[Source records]
========================

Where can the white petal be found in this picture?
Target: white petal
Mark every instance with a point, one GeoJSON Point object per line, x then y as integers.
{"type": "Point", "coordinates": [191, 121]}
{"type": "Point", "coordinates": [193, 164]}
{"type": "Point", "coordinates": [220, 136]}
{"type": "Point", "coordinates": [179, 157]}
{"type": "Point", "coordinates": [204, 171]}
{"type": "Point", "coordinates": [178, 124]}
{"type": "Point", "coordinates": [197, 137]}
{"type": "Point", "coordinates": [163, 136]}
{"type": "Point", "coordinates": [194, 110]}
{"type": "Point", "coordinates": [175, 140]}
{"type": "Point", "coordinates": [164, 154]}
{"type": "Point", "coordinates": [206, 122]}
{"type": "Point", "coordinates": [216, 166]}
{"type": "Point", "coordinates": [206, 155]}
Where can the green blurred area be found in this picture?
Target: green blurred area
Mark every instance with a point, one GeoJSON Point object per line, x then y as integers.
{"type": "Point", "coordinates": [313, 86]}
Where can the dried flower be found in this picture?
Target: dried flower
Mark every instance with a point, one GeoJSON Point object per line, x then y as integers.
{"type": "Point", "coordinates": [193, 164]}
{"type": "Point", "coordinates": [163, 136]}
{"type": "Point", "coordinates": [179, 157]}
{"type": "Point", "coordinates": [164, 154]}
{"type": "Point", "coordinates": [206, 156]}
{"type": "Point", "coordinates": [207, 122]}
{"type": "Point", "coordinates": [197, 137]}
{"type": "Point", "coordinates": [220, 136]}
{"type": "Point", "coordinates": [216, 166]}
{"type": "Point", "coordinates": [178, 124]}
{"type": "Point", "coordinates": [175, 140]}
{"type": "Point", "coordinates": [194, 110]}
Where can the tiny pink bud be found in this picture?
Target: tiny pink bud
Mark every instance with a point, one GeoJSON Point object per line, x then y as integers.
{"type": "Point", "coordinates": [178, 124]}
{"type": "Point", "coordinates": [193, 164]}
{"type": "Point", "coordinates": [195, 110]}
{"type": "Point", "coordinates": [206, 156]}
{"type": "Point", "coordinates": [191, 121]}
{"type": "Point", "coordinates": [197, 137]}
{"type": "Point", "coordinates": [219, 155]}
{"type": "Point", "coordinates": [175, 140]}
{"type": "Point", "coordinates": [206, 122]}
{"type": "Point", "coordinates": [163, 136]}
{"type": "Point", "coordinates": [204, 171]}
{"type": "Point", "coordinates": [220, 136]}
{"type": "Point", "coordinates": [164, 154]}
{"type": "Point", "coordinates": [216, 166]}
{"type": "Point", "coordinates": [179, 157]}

========================

◆ Task prompt:
Every entry needs to be retyped exactly.

◆ Response below:
Where can the white petal be found in this picture?
Target: white petal
Mark every instance with a point, one GeoJSON Point object per line, x then y as integers.
{"type": "Point", "coordinates": [191, 121]}
{"type": "Point", "coordinates": [193, 164]}
{"type": "Point", "coordinates": [220, 136]}
{"type": "Point", "coordinates": [179, 157]}
{"type": "Point", "coordinates": [204, 171]}
{"type": "Point", "coordinates": [178, 124]}
{"type": "Point", "coordinates": [197, 137]}
{"type": "Point", "coordinates": [163, 136]}
{"type": "Point", "coordinates": [194, 110]}
{"type": "Point", "coordinates": [175, 140]}
{"type": "Point", "coordinates": [164, 154]}
{"type": "Point", "coordinates": [206, 122]}
{"type": "Point", "coordinates": [216, 166]}
{"type": "Point", "coordinates": [206, 155]}
Where can the green blurred area be found in this picture?
Target: green blurred area
Mark every instance with a point, one GeoJSON Point object per line, x then y as integers.
{"type": "Point", "coordinates": [313, 86]}
Where can the dried flower be found in this picture?
Target: dried flower
Mark every instance with a point, one GeoJSON Point object per line, x then y as integers.
{"type": "Point", "coordinates": [193, 164]}
{"type": "Point", "coordinates": [163, 136]}
{"type": "Point", "coordinates": [179, 157]}
{"type": "Point", "coordinates": [164, 154]}
{"type": "Point", "coordinates": [206, 156]}
{"type": "Point", "coordinates": [207, 122]}
{"type": "Point", "coordinates": [197, 137]}
{"type": "Point", "coordinates": [220, 136]}
{"type": "Point", "coordinates": [216, 166]}
{"type": "Point", "coordinates": [178, 124]}
{"type": "Point", "coordinates": [175, 140]}
{"type": "Point", "coordinates": [194, 110]}
Where can the tiny pink bud be found in this picture?
Target: tiny pink bud
Mark every instance with a point, one GeoJSON Point object per line, x then y as integers.
{"type": "Point", "coordinates": [178, 124]}
{"type": "Point", "coordinates": [193, 164]}
{"type": "Point", "coordinates": [195, 110]}
{"type": "Point", "coordinates": [206, 156]}
{"type": "Point", "coordinates": [191, 121]}
{"type": "Point", "coordinates": [197, 137]}
{"type": "Point", "coordinates": [219, 155]}
{"type": "Point", "coordinates": [175, 140]}
{"type": "Point", "coordinates": [206, 122]}
{"type": "Point", "coordinates": [163, 136]}
{"type": "Point", "coordinates": [204, 171]}
{"type": "Point", "coordinates": [220, 136]}
{"type": "Point", "coordinates": [164, 154]}
{"type": "Point", "coordinates": [216, 166]}
{"type": "Point", "coordinates": [179, 157]}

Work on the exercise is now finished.